**QUESTÃO BREVE A:** Indique todos os pesquisadores apontados no texto sobre feminicídio como autores do artigo publicado em março de 2022.

**TEXTO FORNECIDO:**
%%
Pesquisadora da Ufes, Rosely Pires, aponta o ES como um dos estados onde isso ocorre; 85% das vítimas são negras e de periferia

Ana Salles/Ales

O Espírito Santo é um dos três estados brasileiros onde é possível enxergar uma relação direta entre o aumento do número de feminicídios, especialmente de mulheres negras e de periferia, com um número elevado de decisões judiciais que negam os pedidos de Medida Protetiva de Urgência (MPU) – uma das principais ferramentas de proteção à vida das mulheres que sofrem violência doméstica, prevista na Lei Maria da Penha.

A observação é da professora da Universidade Federal do Espírito Santo (Ufes) e coordenadora-geral do Programa de Extensão Fordan: Cultura no Enfrentamento às Violências, Rosely da Silva Pires, e chama atenção para a necessidade urgente de uma mudança de mentalidade dos agentes da Justiça capixaba no sentido de aplicar com integridade os dispositivos da lei, com ênfase na liberação das MPUs solicitadas, para salvar as vidas das mulheres, principalmente as mais vulneráveis do ponto de vista racial e social.

Rosely utilizou dados de três publicações para chegar a essa conclusão: o encarte Violência contra a Mulher do Fórum de Segurança Pública de 2022, com dados de 2021; o relatório “Avaliação sobre a aplicação das Medidas Protetivas de Urgência da Lei Maria da Penha”, publicado também em 2022 pelo Conselho Nacional de Justiça (CNJ) em parceria com o Instituto Maria da Peanha (IMP) e outras entidades da sociedade civil; e o artigo “Structural Advocacy Organizations and Intersectional Outcomes: Effects of Women’s Police Stations on Female Homicides” (Organizações Estruturais de Advocacy e Resultados Interseccionais: Efeitos das Delegacias da Mulher sobre os Homicídios Femininos, em tradução livre), divulgado em março de 2022 pelos pesquisadores Anita M. McGahan (Universidade de Toronto), Paulo Arvate (FGV-SP), Paulo Ricardo Reis (UFRJ) e Sandro Cabral (Insper).

No cruzamento de dados, a acadêmica destaca a situação de três unidades federativas, entre elas o Espírito Santo. No Rio Grande do Norte, houve aumento de 53,8% nos casos de feminicídio e 10% de indeferimento de MPUs. No Distrito Federal, onde o feminicídio aumentou 47,1%, o indeferimento das medidas foi de 15,79%. No Espírito Santo, o aumento de 46% de feminicídio é acompanhado de 8,49% de negativa de MPUs.
%%
**LINHAS ARMAZENADAS:**
%%
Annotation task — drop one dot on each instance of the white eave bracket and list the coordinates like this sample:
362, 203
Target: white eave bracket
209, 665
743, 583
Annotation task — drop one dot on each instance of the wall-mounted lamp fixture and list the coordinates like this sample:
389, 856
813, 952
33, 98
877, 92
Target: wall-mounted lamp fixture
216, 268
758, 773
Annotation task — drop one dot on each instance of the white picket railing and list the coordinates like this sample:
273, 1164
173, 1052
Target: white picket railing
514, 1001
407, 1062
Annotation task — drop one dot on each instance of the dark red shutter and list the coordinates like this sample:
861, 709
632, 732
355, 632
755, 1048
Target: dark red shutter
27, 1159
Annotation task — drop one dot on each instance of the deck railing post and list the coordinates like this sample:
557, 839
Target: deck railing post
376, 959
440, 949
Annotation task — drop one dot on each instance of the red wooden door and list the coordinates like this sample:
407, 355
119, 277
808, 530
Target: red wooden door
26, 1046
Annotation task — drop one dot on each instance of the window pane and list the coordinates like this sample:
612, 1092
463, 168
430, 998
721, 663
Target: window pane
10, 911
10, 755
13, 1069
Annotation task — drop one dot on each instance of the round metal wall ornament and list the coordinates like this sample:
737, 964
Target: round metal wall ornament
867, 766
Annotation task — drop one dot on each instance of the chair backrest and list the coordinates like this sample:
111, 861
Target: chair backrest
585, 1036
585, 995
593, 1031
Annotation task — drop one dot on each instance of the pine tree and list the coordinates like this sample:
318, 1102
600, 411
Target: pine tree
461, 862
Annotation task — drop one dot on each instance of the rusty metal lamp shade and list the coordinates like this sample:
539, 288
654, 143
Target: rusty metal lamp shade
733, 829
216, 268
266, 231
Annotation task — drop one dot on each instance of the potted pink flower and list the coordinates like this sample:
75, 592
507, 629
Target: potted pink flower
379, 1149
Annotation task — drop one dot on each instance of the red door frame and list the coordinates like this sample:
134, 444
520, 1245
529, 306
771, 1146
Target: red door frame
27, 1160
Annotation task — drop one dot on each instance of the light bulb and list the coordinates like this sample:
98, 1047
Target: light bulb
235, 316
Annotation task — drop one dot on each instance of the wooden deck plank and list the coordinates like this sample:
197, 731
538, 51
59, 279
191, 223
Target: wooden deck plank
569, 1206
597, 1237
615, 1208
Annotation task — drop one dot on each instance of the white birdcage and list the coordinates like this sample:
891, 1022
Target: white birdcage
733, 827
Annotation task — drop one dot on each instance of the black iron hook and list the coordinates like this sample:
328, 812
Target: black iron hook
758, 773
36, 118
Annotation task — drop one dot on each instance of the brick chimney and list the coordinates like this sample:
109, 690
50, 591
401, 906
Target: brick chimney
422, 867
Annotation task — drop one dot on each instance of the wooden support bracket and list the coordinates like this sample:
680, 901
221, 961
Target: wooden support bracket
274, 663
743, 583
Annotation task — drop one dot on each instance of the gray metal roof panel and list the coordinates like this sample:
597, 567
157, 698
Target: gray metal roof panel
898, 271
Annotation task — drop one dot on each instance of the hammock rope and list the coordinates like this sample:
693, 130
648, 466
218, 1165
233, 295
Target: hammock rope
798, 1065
%%
**QUESTÃO BREVE B:** Na listagem, reproduza as linhas desde aquela que contém "of the black" até o final, inclusive, substituindo "Annotation task" por "Labeling task" e mantendo todo o restante inalterado.

**RESULTADO DO EXERCÍCIO A:**
Anita M. McGahan (Universidade de Toronto)
Paulo Arvate (FGV-SP)
Paulo Ricardo Reis (UFRJ)
Sandro Cabral (Insper)

**RESULTADO DO EXERCÍCIO B:**
Labeling task — drop one dot on each instance of the black iron hook and list the coordinates like this sample:
328, 812
Target: black iron hook
758, 773
36, 118
Labeling task — drop one dot on each instance of the brick chimney and list the coordinates like this sample:
109, 690
50, 591
401, 906
Target: brick chimney
422, 867
Labeling task — drop one dot on each instance of the wooden support bracket and list the coordinates like this sample:
680, 901
221, 961
Target: wooden support bracket
274, 663
743, 583
Labeling task — drop one dot on each instance of the gray metal roof panel and list the coordinates like this sample:
597, 567
157, 698
Target: gray metal roof panel
898, 271
Labeling task — drop one dot on each instance of the hammock rope and list the coordinates like this sample:
693, 130
648, 466
218, 1165
233, 295
Target: hammock rope
798, 1065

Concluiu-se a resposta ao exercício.